____ RECORDS SHOWN
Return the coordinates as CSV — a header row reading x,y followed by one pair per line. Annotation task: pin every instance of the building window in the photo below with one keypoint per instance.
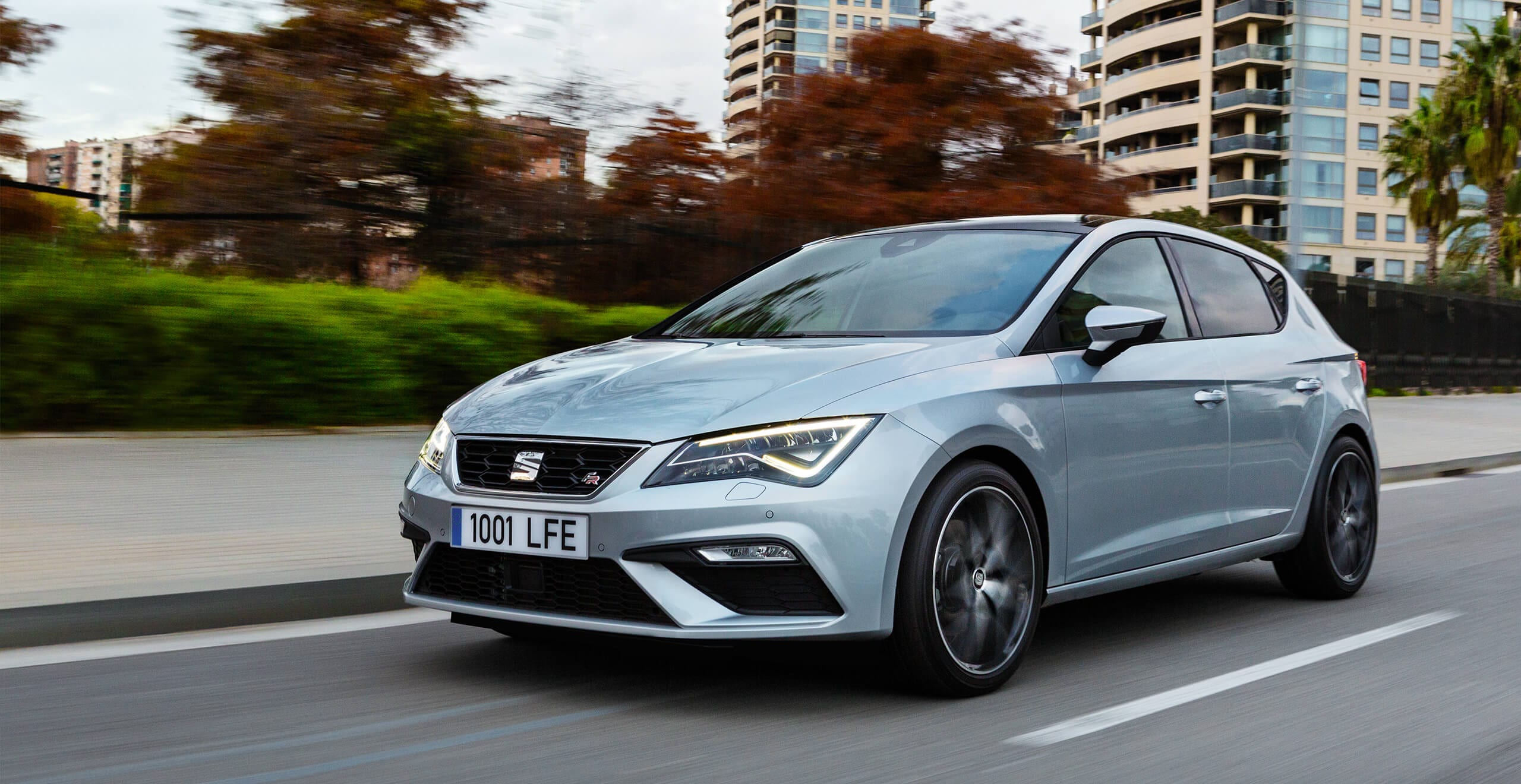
x,y
1371,48
1326,45
1322,180
1430,55
1368,93
1368,181
1315,262
1322,134
1321,88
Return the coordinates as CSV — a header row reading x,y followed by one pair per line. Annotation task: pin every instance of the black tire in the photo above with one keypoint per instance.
x,y
989,598
1336,554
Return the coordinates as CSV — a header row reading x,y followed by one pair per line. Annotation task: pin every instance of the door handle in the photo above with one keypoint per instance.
x,y
1210,397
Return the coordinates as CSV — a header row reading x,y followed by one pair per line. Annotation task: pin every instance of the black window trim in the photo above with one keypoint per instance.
x,y
1283,320
1044,338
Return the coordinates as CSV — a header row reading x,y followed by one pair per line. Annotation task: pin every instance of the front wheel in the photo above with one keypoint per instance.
x,y
1336,554
971,583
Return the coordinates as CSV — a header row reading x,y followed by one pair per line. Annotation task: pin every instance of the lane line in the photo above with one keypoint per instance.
x,y
134,646
1129,712
292,742
440,744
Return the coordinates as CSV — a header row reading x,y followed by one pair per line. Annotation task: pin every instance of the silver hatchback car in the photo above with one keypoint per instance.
x,y
921,434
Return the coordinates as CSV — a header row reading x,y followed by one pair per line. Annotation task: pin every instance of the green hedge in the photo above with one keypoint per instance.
x,y
107,344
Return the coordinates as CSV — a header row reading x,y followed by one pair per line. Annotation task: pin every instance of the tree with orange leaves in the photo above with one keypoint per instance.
x,y
670,169
935,125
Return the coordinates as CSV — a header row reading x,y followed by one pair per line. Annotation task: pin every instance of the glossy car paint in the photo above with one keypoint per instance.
x,y
1132,479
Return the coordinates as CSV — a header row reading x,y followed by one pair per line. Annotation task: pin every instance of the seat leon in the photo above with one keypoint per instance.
x,y
919,434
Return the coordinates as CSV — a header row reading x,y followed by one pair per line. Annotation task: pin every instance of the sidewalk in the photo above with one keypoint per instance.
x,y
95,519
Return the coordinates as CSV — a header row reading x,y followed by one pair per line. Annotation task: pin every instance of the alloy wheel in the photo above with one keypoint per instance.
x,y
983,579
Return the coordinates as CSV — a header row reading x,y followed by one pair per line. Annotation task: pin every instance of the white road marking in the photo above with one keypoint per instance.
x,y
1129,712
134,646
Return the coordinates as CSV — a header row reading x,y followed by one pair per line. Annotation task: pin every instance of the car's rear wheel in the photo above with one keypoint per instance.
x,y
1336,554
971,583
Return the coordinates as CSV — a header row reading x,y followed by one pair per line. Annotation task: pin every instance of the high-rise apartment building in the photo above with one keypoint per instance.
x,y
102,167
770,42
1269,113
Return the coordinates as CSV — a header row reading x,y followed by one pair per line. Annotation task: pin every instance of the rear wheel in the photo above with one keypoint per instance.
x,y
971,583
1336,554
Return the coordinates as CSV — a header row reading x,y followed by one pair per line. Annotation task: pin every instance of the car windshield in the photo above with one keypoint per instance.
x,y
913,283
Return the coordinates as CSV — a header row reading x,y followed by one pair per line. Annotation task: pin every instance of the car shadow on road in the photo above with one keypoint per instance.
x,y
819,674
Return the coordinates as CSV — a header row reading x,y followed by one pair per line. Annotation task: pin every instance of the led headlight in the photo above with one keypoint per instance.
x,y
797,453
437,444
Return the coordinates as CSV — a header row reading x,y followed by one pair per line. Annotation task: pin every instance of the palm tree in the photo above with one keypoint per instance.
x,y
1485,90
1422,153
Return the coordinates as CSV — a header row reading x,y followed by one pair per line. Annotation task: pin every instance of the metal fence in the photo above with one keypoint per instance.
x,y
1416,338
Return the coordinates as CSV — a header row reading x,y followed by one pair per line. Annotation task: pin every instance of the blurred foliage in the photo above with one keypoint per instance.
x,y
930,125
1190,216
101,342
20,43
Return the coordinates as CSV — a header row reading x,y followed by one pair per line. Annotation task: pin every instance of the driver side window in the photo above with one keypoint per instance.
x,y
1131,273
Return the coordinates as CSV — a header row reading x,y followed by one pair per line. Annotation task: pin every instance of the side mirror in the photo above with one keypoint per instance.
x,y
1115,328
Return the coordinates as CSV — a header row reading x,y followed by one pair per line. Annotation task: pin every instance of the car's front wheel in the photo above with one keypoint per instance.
x,y
971,583
1336,554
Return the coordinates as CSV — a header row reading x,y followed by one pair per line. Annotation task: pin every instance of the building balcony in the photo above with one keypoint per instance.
x,y
1246,189
1251,53
1155,25
1264,233
1246,143
1093,20
1249,99
1243,11
1152,67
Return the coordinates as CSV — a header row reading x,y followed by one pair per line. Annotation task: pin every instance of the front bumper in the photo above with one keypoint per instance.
x,y
849,529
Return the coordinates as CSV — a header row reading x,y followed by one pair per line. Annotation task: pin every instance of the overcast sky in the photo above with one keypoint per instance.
x,y
118,69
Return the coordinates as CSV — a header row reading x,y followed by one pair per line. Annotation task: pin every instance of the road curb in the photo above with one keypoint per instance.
x,y
1449,469
324,599
78,622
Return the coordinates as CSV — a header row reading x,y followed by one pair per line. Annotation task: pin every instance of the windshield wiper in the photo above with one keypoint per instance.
x,y
823,335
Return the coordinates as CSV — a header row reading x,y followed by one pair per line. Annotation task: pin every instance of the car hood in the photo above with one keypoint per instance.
x,y
667,390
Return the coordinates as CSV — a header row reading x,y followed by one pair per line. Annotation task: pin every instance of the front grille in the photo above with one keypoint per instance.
x,y
770,590
566,469
594,589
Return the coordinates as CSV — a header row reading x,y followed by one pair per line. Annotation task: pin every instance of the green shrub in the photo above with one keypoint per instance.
x,y
91,342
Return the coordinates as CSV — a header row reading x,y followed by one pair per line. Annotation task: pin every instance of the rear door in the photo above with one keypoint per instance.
x,y
1272,380
1146,461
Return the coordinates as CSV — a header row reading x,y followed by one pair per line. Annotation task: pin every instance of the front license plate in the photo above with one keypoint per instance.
x,y
516,531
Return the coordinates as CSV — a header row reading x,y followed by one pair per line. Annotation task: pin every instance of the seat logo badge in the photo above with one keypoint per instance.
x,y
525,466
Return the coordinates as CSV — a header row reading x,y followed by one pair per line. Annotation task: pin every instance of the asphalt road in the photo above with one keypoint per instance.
x,y
440,703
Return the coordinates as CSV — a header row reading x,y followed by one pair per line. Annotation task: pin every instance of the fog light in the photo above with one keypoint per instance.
x,y
746,552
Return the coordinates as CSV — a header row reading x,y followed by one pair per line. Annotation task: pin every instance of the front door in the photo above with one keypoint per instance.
x,y
1147,442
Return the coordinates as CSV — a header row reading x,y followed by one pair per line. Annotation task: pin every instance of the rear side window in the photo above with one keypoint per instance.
x,y
1229,298
1131,273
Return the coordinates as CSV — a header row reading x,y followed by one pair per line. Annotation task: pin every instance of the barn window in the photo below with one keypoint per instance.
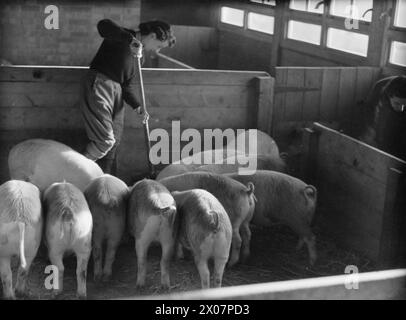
________
[PROBLEM DETAILS]:
With the images excluded, reproduce the data above precisely as written.

[TASK RESPONSE]:
Return the coordinates as CSV — a header row reading x,y followed by one pair per line. Annotation task: pin every instance of the building window in the photo below with one keypoint per instance.
x,y
1371,48
1326,45
1322,180
1430,55
1368,93
1368,181
1315,262
1322,134
1321,88
Return the coordinates as CSV — a header row reading x,y followed by one pair per line. Annotation task: pin every instance of the black tire in the photo above with one keypoint per instance.
x,y
989,598
1336,554
Return the coordinates as CSV — a header row reading x,y followed by one pair per line. Annotation task: pin every instance of the door handle in the photo above with one keypoint per instance.
x,y
1210,397
Return the coordinates as CSV — a header row reading x,y followed by one pair per line. Annotation task: pin every instance of the black window trim in the photo above with one keypoint per instance.
x,y
1283,320
1044,338
Return the coordinates as CSV — a header row reading x,y followed by one pair per line. Annotation task: pin every instance of the front wheel in the photo above with one keypoint per instance.
x,y
1336,554
971,583
Return the coordinates as CSV — a header row reading x,y followed by one pair per line. Annotation task: pin every instance of the lane line in the photo above with one keypoint per instance.
x,y
134,646
1129,712
292,742
440,744
Return the coordinates as CSV — a header row reading x,y followed by one pair per line. Annotation task: pin every instance of the silver hatchback car in the photo above with one keypoint per instance.
x,y
921,434
Return the coordinates as CSV — a header row reading x,y followed by one pair per line. Annotation task: pin every instance of the green hedge in the photo above with one keypoint per instance.
x,y
107,344
Return the coordinates as CSV — a header row reading x,y followed by one pair per line. Annotation task: pin every instance of the tree with orange leaves in the photo above with one keypoint per instance.
x,y
670,169
935,125
Return the coordinates as CSV — a header row reading x,y followed by one pair per line. Annotation task: pin every instance of the glossy car paint in the photo above with one keypoint per instance.
x,y
1132,479
Return the coordinates as CSV — a header row reading x,y followed by one pair per line. Annotation task: pin every instance of the seat leon in the photo above with one keypoint per instance.
x,y
919,434
Return the coordinates as CSV — a header row reading x,y followed by one pair per line. Annotation task: pin every instance of the sidewalk in the photo above with one keypoint per instance.
x,y
95,519
Return the coordinates as CSV — a header row reading x,y followed by one pair per line. Annotation task: pin every instance of the alloy wheel in the photo above with one keypoint per instance.
x,y
983,579
Return the coordinates as CSV — a header row reading x,y followed by one pair per line. Annotation task: pin every instance of the white road marking in the photo above with one keypoint per instance.
x,y
1129,712
134,646
Return the coordinates as CSV — a header row reading x,y followed by one pair per line. Annotation task: pin every instance of the car's rear wheel in the photo above with one keypoint per instance.
x,y
1336,554
971,583
Return the coordinates as CSV — a header row reading x,y followed by one pair per line. Annotation task: pin every instance of the high-rise apartment building in the photo above with one keypoint per instance.
x,y
102,167
770,42
1269,113
Return the coordinates as CSV — a header row reading x,y followed by one pair per line. Annotation task: pin every instance of the rear wheel in the photo above with one keypoint per instance.
x,y
971,583
1336,554
Return the coordinates as CSV — a header row reading x,y followed by one pair per line. Annotation task: pin every instance of the car windshield in the photo above with one keypoint per instance.
x,y
913,283
Return the coordinates as CSV — a header row reading x,y followed by one pair per line. Annotation task: pin every instance of the car shadow on road in the photo above with one keypoint per instance.
x,y
819,674
Return the coordinates as CSV — a header row reading x,y followed by one pair per line. Annotation task: pin every instance of the led headlight in the photo above with one keypoint per instance.
x,y
797,453
437,444
Return the coordinates as CSV — a header row reading x,y followed by one pair per line. Annotation task: pin every instance of the palm tree in the photo above with one keypoint per instance.
x,y
1485,90
1422,153
Return the coordinates as CSV — a header row reading x,y followed by one pair per line. Annotation task: pin every instance of the metal fence in the photo above with one keypoint per instance.
x,y
1416,338
Return the coordinates as CSV — a header row reading x,y followed by one pair per line. Annotation task: pin every instance of the blurred foliage in the photo above with one keypoint per instance.
x,y
930,125
1190,216
101,342
20,43
Return the coordinates as CSV — a header row reading x,y followed by one pair per line. Annotation task: pin every instance of the driver side window in the photo above with one keypoint per instance.
x,y
1131,273
Return the coordinates as CSV — a header row reading x,y followed by one pair per line. Annotation task: pin every instance of the side mirror in the photo above with one keypoint per instance.
x,y
1115,328
Return the coordinates as CSV — a header row reading x,y followed by one pair per line. Annotation task: pin every instance of the car's front wheel in the photo above with one keypoint per instance.
x,y
971,583
1336,554
Return the coordinates as CSV — a header row reading x,y followed by one pair per line. Annotation task: pin every instance of the building balcony in the photo above with one keypoint per instance.
x,y
1246,189
1251,53
1155,25
1264,233
1246,143
1093,20
1249,99
1243,11
1152,67
Return the coordinates as CSV — a header row reading x,y followed by one pair per line. Annotation task: pin every instance of the front bumper in the photo above with one keypoint per instance.
x,y
849,529
Return the coordinates as CSV — a header row reading x,y followed by one pair per line. Annotation task: pin every instance of the overcast sky in the photo above with one keypoint per instance.
x,y
118,69
Return the coordinates as CSV — a header row reading x,y followed by one pair per line. Annotation task: pin every instance of the road curb in the photo above with one keypoint per instance.
x,y
1449,469
324,599
78,622
Return the coordinates as CSV — a header row reading x,y followed by one pair per line. Annotation task: pin every instance of the windshield wiper in the photo above with one keypoint per instance.
x,y
823,335
Return the coordinates as CSV — a header row reading x,y followed by one pair per line. Annotation task: pin every instance of the car hood in the photo above with one keypoint per instance.
x,y
667,390
Return the coordinates as CSV — a header row reading x,y followed by one pair per line. Annotation task: pin every instance of the front grille in the photo above with one keypoint per instance.
x,y
770,590
566,469
594,589
Return the coordinates as CSV — a header row reading x,y followed by one pair per line. Annotation task: pin every instance of the green shrub in the photo above with one keypoint per instance.
x,y
91,342
Return the coordinates as CSV — a header row reading x,y followed by one pair per line. Annotation task: pin every instance of the rear door in the photo above with one keypoint per instance.
x,y
1272,380
1146,461
Return the coordinates as CSV — a header row reading x,y followed by one pair per line. Annotation task: pin every instance of the front license plate in the photo above with one keypoint per instance.
x,y
516,531
Return the coordinates as CSV — a header row reading x,y followed by one pair per line. Annotation task: pin every instance of the seat logo badge in the photo above with one keypoint per instance.
x,y
525,466
Return the coordinates as CSV — a header row reading x,y followed by one pair per line. Annotation task: pin every instance of the asphalt road in the photo above with one keypoint per instance.
x,y
440,703
Return the coordinates as CSV — a header row reading x,y followed by one pair per line. Annotation task: pin every instance of the fog light in the photo above with one keypoint per instance.
x,y
746,552
Return the coordinates as CSV — a header row reading x,y followed by one pair per line. Annotation task: pin every instance of the front door in the photo above with one keypoint per instance.
x,y
1147,442
Return the coordinates as CSV — a header row reading x,y followed by one pair per line. Annotation task: pin every instance of the rear side window in the photo above with one keypoint per instance.
x,y
1229,298
1131,273
Return the coordinates as CSV — a header row reading x,y followed by one pair per line. Annotation task: pin every instance of the barn window in the photo below with one keypoint per instance.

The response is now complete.